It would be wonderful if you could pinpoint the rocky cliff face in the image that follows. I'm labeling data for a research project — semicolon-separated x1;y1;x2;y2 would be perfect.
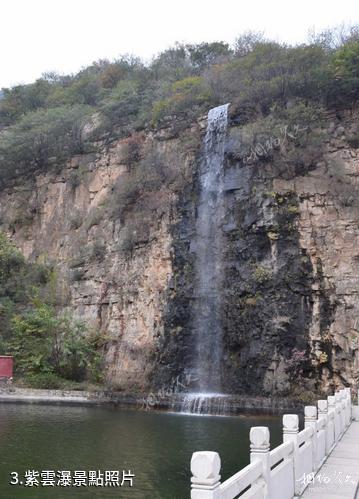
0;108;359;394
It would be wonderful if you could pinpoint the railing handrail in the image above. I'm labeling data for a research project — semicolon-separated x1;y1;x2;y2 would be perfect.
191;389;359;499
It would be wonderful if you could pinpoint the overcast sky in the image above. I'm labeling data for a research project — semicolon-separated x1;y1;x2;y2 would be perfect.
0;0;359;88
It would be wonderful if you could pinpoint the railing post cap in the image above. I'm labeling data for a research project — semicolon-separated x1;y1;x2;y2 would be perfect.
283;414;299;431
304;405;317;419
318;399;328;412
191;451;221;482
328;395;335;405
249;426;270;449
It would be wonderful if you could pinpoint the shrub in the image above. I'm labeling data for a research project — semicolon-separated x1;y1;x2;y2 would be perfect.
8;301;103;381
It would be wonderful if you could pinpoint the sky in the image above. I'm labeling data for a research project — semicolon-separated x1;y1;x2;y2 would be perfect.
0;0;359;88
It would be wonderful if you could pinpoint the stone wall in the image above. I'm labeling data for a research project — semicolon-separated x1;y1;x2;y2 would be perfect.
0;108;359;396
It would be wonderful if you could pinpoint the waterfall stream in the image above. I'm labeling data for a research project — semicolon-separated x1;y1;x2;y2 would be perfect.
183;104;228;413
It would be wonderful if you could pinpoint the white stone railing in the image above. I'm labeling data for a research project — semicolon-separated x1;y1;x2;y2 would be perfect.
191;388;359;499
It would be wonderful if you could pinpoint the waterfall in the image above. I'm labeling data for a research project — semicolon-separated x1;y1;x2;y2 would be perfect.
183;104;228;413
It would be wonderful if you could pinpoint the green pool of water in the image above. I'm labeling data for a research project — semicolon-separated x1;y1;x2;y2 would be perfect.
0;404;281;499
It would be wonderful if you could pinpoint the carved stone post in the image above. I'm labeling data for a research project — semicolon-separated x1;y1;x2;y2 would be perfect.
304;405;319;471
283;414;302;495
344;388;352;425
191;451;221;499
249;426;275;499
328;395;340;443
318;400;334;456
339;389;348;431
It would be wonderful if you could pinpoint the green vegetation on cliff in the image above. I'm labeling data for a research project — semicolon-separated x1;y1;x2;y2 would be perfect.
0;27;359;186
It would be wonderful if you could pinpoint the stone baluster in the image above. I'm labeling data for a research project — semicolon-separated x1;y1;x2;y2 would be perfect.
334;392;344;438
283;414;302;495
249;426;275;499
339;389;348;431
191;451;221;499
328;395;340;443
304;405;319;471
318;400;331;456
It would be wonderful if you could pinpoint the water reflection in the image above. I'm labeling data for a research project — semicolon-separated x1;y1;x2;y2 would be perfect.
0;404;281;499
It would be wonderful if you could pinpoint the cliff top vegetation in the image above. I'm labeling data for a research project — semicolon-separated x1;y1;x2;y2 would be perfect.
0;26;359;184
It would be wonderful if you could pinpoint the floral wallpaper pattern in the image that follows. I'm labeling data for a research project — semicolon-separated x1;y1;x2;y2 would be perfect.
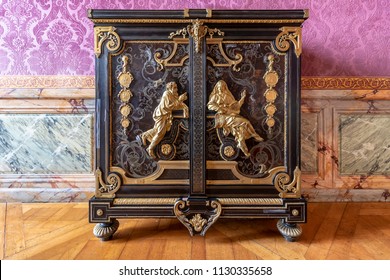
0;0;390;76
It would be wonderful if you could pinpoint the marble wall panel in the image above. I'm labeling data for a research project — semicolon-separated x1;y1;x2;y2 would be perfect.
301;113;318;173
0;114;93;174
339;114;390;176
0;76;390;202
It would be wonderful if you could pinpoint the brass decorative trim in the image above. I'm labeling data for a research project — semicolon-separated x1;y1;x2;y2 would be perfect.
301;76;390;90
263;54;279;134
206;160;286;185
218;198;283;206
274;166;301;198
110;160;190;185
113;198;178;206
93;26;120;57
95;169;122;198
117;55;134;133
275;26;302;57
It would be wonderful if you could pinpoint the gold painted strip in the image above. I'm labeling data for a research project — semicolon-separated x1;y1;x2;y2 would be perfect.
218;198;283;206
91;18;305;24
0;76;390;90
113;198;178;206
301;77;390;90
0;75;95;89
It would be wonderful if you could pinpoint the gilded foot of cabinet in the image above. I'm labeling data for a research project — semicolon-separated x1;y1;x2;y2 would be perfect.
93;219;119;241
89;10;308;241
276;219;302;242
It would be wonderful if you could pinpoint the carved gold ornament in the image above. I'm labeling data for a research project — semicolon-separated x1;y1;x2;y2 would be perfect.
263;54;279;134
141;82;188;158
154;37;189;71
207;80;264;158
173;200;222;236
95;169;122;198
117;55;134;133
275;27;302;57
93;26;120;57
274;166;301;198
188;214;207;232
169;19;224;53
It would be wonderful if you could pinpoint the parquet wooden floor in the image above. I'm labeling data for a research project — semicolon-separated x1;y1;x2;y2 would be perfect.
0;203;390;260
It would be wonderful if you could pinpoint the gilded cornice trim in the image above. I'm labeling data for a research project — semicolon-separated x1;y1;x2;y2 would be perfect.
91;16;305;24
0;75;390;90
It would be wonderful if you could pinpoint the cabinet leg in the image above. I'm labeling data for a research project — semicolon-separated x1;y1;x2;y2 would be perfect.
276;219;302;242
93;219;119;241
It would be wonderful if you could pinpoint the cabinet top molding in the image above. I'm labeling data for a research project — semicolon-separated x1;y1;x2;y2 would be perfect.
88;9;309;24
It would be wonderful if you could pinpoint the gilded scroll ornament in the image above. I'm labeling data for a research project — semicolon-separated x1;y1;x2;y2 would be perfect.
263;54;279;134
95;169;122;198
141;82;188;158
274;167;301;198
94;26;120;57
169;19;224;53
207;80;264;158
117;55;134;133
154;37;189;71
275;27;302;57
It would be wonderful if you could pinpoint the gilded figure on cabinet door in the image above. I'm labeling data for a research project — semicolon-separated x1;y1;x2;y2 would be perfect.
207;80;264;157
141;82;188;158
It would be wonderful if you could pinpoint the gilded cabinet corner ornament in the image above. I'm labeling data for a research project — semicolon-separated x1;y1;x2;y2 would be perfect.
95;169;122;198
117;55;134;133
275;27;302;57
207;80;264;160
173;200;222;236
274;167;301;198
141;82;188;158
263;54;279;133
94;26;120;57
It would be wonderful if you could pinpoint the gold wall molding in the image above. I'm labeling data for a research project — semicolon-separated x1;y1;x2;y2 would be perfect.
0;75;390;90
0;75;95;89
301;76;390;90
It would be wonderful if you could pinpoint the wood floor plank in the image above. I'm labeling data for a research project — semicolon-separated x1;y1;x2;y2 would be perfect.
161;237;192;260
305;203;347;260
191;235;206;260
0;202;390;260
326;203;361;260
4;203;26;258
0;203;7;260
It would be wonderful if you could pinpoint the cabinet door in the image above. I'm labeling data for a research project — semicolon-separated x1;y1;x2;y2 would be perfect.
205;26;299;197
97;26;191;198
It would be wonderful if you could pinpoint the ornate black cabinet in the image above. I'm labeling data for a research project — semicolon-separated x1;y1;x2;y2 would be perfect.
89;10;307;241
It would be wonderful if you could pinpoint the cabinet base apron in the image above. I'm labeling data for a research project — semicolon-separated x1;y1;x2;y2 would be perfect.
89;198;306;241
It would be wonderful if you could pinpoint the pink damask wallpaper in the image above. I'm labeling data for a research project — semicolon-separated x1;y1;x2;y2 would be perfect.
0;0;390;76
::::::::
Could you set out every one of the entries above as a numbered list, one line per item, skipping any blank lines and leaving the pictures out?

— Exercise result —
1. It would be wonderful if you could pinpoint the rocky cliff face in the image that follows. I'm labeling data for a research project — semicolon-separated x1;y1;x2;y2 would be perfect.
2. 0;108;359;394
3. It would be wonderful if you could pinpoint the railing handrail in the image above. I'm labeling data for a research project — semicolon-separated x1;y1;x2;y2 would be perfect.
4. 191;389;359;499
5. It would be wonderful if you could pinpoint the overcast sky in the image above. I'm labeling data for a research project — semicolon-separated x1;y1;x2;y2 would be perfect.
6. 0;0;359;88
7. It would be wonderful if you could pinpoint the railing post cap in the image above. I'm labeling data for a research project — semicolon-separated x1;y1;x2;y2 would be perfect.
8. 283;414;299;431
9. 304;405;317;419
10. 318;399;328;412
11. 191;451;221;482
12. 328;395;335;405
13. 249;426;270;449
14. It would be wonderful if you could pinpoint the shrub in the image above. I'm labeling data for a research project — semicolon-separated x1;y1;x2;y2 would be perfect.
15. 8;301;103;381
16. It would be wonderful if you could pinpoint the sky in the image above. I'm labeling data for a research project — semicolon-separated x1;y1;x2;y2 would be perfect.
17. 0;0;359;88
18. It would be wonderful if you could pinpoint the stone wall in the image above. I'm labeling data for a research project — semicolon-separated x1;y1;x2;y2 would be perfect.
19. 0;108;359;396
20. It would be wonderful if you could pinpoint the waterfall stream in the image above. I'm labeling data for a research project — semicolon-separated x1;y1;x2;y2 would be perfect.
21. 183;104;228;413
22. It would be wonderful if you could pinpoint the white stone railing in the image above. I'm labeling data for a research project — semicolon-separated x1;y1;x2;y2 would be perfect.
23. 191;388;359;499
24. It would be wonderful if you could pinpoint the waterfall in the image above. I'm labeling data for a research project — semicolon-separated x1;y1;x2;y2 would be perfect.
25. 183;104;228;413
26. It would be wonderful if you could pinpoint the green pool of water in the image above. I'm labeling data for a research project — semicolon-separated x1;y1;x2;y2 would be perfect.
27. 0;404;281;499
28. It would be wonderful if you could pinpoint the carved stone post in the image above. I'm labeling data for a research project — semicolon-separated x1;y1;x2;y2 would be perfect.
29. 304;405;319;471
30. 283;414;302;495
31. 344;388;352;425
32. 191;451;221;499
33. 249;426;275;499
34. 328;395;340;443
35. 318;400;334;456
36. 339;389;348;431
37. It would be wonderful if you could pinpoint the green vegetation on cliff in the image above. I'm labeling data for a research project — semicolon-separated x1;y1;x2;y2 would be perfect.
38. 0;27;359;186
39. It would be wonderful if you could pinpoint the stone baluster in the image above. I'm labeling data for a research project — semicolon-separated x1;y1;x2;y2 would be perfect.
40. 334;392;344;438
41. 283;414;302;495
42. 249;426;275;499
43. 339;389;348;431
44. 191;451;221;499
45. 328;395;340;443
46. 304;405;319;471
47. 318;400;331;456
48. It would be wonderful if you could pinpoint the water reflection in the image above. I'm labeling data for a research project — semicolon-separated x1;y1;x2;y2 would be perfect.
49. 0;404;281;499
50. It would be wonderful if you could pinpoint the cliff top vegetation in the image above. I'm labeling data for a research project — semicolon-separated x1;y1;x2;y2 would be perfect.
51. 0;26;359;184
52. It would be wonderful if you could pinpoint the floral wallpaper pattern in the image that follows. I'm labeling data for a research project — semicolon-separated x1;y1;x2;y2 would be perfect.
53. 0;0;390;76
54. It would be wonderful if you could pinpoint the marble wall panel in the image above. I'm labeling data for a research project — semicolon-separated x1;y1;x2;y2 would be perfect.
55. 301;113;318;173
56. 0;114;93;174
57. 339;114;390;176
58. 0;76;390;202
59. It would be wonderful if you could pinpoint the brass decorative trim in the image above. I'm labeling data for a research project — semicolon-separated x1;y1;x2;y2 would be perfect.
60. 301;76;390;90
61. 263;54;279;134
62. 206;160;286;185
63. 218;198;283;206
64. 274;166;301;198
65. 110;160;190;185
66. 113;198;178;206
67. 93;26;120;57
68. 95;169;122;198
69. 117;55;134;133
70. 275;26;302;57
71. It would be wonderful if you could pinpoint the gold painted strip in the image above. I'm labeling data for a research project — semicolon-separated x1;y1;x2;y2 would be perfect.
72. 218;198;283;206
73. 91;18;305;24
74. 0;76;390;90
75. 113;198;178;206
76. 301;77;390;90
77. 0;75;95;89
78. It would be wonderful if you could pinpoint the gilded foot of cabinet in the image above. I'm labeling data for a research project — semicolon-separated x1;y1;x2;y2 would be perfect.
79. 93;219;119;241
80. 89;10;308;241
81. 276;219;302;242
82. It would be wonderful if you could pinpoint the carved gold ornament in the image above. I'm labeling data for a research project — semicolon-separated x1;y1;x2;y2 would be perfect.
83. 263;54;279;134
84. 141;82;188;158
85. 154;37;189;71
86. 207;80;264;158
87. 173;200;222;236
88. 95;169;122;198
89. 117;55;134;133
90. 275;27;302;57
91. 93;26;120;57
92. 274;166;301;198
93. 188;214;207;232
94. 169;19;224;53
95. It would be wonderful if you could pinpoint the parquet wooden floor in the image above. I'm labeling data for a research project — semicolon-separated x1;y1;x2;y2 would be perfect.
96. 0;203;390;260
97. It would be wonderful if you could pinpoint the gilded cornice trim in the image above. I'm labeling data for a research project — semicolon-separated x1;y1;x2;y2 would be perfect.
98. 91;16;305;24
99. 0;75;390;90
100. It would be wonderful if you could pinpoint the cabinet leg in the image above. I'm labeling data for a research project — semicolon-separated x1;y1;x2;y2 would be perfect.
101. 276;219;302;242
102. 93;219;119;241
103. It would be wonderful if you could pinpoint the cabinet top molding in the image above. I'm labeling data for a research project — semicolon-separated x1;y1;x2;y2 would be perfect.
104. 88;9;309;24
105. It would be wonderful if you could pinpoint the gilded scroll ornament in the image above. I'm labeling data for a research project — semicolon-separated x1;y1;x2;y2 would be perfect.
106. 263;54;279;134
107. 95;169;122;198
108. 141;82;188;158
109. 274;167;301;198
110. 94;26;120;57
111. 169;19;224;53
112. 207;80;264;158
113. 117;55;134;133
114. 154;37;189;71
115. 275;27;302;57
116. It would be wonderful if you could pinpoint the gilded figure on cabinet door in the image above. I'm labeling data for a research project — semicolon-separated x1;y1;x2;y2 would be perfect.
117. 207;80;264;157
118. 141;82;188;158
119. It would be wonderful if you could pinpoint the gilded cabinet corner ornament in the image above. I'm labeling data for a research project — semicolon-separated x1;y1;x2;y2 would be perfect.
120. 95;169;122;198
121. 117;55;134;133
122. 275;27;302;57
123. 207;80;264;160
124. 173;200;222;236
125. 274;167;301;198
126. 141;82;188;158
127. 263;54;279;133
128. 94;26;120;57
129. It would be wonderful if you could pinpoint the gold wall molding in the image above. I'm labeling data for a research project — semicolon-separated x1;y1;x2;y2 would be perfect.
130. 0;75;390;90
131. 0;75;95;89
132. 301;76;390;90
133. It would be wonderful if you could pinpoint the wood floor plank in the image above. I'm labeling data for a research project — semicolon-separated x1;y1;x2;y2 would be perfect.
134. 161;237;192;260
135. 305;203;347;260
136. 191;235;206;260
137. 0;202;390;260
138. 326;203;361;260
139. 4;203;26;258
140. 0;203;7;260
141. It would be wonderful if you could pinpoint the cabinet door in the image above. I'm labeling data for a research project — semicolon-separated x1;y1;x2;y2 would be perfect.
142. 205;26;299;197
143. 97;26;191;198
144. It would be wonderful if you could pinpoint the ornate black cabinet in the image above. I'm labeling data for a research project — semicolon-separated x1;y1;x2;y2 would be perfect.
145. 89;10;307;241
146. It would be wonderful if you could pinpoint the cabinet base apron in the image above. I'm labeling data for a research project — semicolon-separated x1;y1;x2;y2 would be perfect.
147. 89;198;306;241
148. It would be wonderful if you could pinpoint the pink damask wallpaper in the image above. I'm labeling data for a research project — semicolon-separated x1;y1;x2;y2 would be perfect.
149. 0;0;390;76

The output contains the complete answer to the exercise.